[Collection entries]
** start **

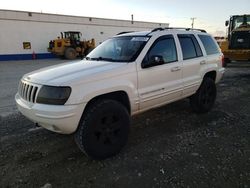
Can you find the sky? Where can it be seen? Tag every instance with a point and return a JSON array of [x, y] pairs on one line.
[[209, 15]]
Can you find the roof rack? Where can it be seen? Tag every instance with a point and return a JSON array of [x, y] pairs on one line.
[[124, 32], [182, 28]]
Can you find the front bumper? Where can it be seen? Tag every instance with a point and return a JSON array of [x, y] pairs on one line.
[[57, 118]]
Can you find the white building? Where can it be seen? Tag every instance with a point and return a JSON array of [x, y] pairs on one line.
[[18, 28]]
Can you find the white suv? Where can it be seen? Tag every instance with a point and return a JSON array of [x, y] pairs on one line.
[[125, 75]]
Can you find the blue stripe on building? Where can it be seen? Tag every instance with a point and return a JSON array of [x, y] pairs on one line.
[[10, 57]]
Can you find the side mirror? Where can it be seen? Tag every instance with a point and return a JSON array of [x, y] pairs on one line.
[[153, 61], [227, 23]]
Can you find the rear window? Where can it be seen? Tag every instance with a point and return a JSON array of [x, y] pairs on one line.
[[190, 47], [209, 44]]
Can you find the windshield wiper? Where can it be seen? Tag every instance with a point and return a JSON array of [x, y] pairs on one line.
[[100, 59]]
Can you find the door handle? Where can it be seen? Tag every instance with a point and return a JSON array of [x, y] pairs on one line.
[[203, 62], [175, 69]]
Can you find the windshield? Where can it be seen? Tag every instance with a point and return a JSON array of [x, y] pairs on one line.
[[119, 49], [239, 20]]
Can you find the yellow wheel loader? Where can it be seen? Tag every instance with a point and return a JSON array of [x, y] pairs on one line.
[[237, 45], [70, 46]]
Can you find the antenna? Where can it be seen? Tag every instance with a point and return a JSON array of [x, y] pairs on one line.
[[192, 24]]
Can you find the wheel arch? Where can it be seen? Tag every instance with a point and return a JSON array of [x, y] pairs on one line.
[[210, 74], [119, 96]]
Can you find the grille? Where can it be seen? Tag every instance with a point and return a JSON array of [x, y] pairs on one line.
[[28, 91]]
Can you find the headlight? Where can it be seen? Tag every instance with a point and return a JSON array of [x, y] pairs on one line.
[[53, 95]]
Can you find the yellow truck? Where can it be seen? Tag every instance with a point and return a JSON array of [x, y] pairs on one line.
[[237, 45], [69, 45]]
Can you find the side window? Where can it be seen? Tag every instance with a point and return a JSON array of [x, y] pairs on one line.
[[190, 47], [209, 44], [166, 48]]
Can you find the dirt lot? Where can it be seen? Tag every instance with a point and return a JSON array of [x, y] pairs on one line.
[[168, 147]]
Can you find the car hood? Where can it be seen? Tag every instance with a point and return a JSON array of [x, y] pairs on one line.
[[66, 73]]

** end **

- AIM OF THE TASK: Retype every entry above word for word, without the pictures.

- SOLUTION TO THE PROBLEM:
Can you find the sky? Where can it be seen? Tag every instance with a point and return a JSON array of [x, y] pairs on one line.
[[209, 15]]
Can you find the roof rack? Where can it be seen? Tag every instance with a point and return a JSON array of [x, y] pairs on one line.
[[124, 32], [182, 28]]
Can you find the front bumper? Where can it be seen? Tag every instance with a point and return a JSON array of [x, y] pairs on one line.
[[57, 118]]
Can you find the white building? Where can it be seen? Tag every instance with a point and return a JSON array of [x, y] pairs on one line.
[[18, 28]]
Can you find the white suv? Where can it be seen? Tag every instance with a point and return a JSON array of [x, y] pairs on one line.
[[125, 75]]
Can you find the blue stripe on building? Where can it be seen? Tag every instance with a point and return a JSON array of [x, y] pairs on one line.
[[10, 57]]
Can you find the side mirror? Where can it be seen? Tag every instance with a point and return a JSON array of [x, y] pairs on one line.
[[153, 61], [227, 23]]
Can you find the rear window? Where can it be seen? Tag every instance with a point and return a JSON array of [x, y] pairs on one line.
[[190, 47], [209, 44]]
Can you find the windshield wiper? Where can it be seen? Tag every instance with a point and return a JSON array of [x, y] pairs on one line.
[[100, 59]]
Can you find the door handle? Where can it be seen? Tag every instance with a point and return a JSON array of [x, y] pairs on one line.
[[203, 62], [175, 69]]
Can you find the windshield? Where can it be seen? Tag every instance with a point and return a JSON array of [x, y] pairs on one line.
[[119, 49], [239, 20]]
Can you find the yellow wheel loader? Where can it be seen? Tag every instance with a point and return a JSON array of [x, y] pairs on one line.
[[237, 45], [70, 46]]
Can you find the antenna? Where can it be seen? Tag every instance with a point and return a JSON array of [x, y] pairs on one line.
[[192, 24]]
Can you find the wheel arch? Where can it be seen? Tag every instance with a point and return a JSON array of [x, y] pairs on one line.
[[210, 74], [119, 96]]
Can you find the grille? Where can it be seen? Tag every instance with a point and return a JSON array of [x, y] pairs on one line.
[[28, 91]]
Can you find the headlight? Where can it be seen? Tag every instance with a point and return a JSON array of [x, y] pairs on one line.
[[53, 95]]
Can you find the yellow truck? Where can it be seen? Tag every instance with a point and return a JSON array of [x, y] pairs on one line.
[[237, 45], [69, 45]]
Can you find the side window? Where can it be seen? Tag every instance with a point and return a JSON array of [x, y] pairs on one line.
[[190, 47], [209, 44], [166, 48]]
Can you find the dirt lot? Where can it be seen? Tag every instance with a point and return a JSON array of [x, y] pairs on one line.
[[168, 147]]
Can you find the car hood? Where can it be seen? Tag every instance with a point and return a JSON array of [x, y] pairs on one line.
[[66, 73]]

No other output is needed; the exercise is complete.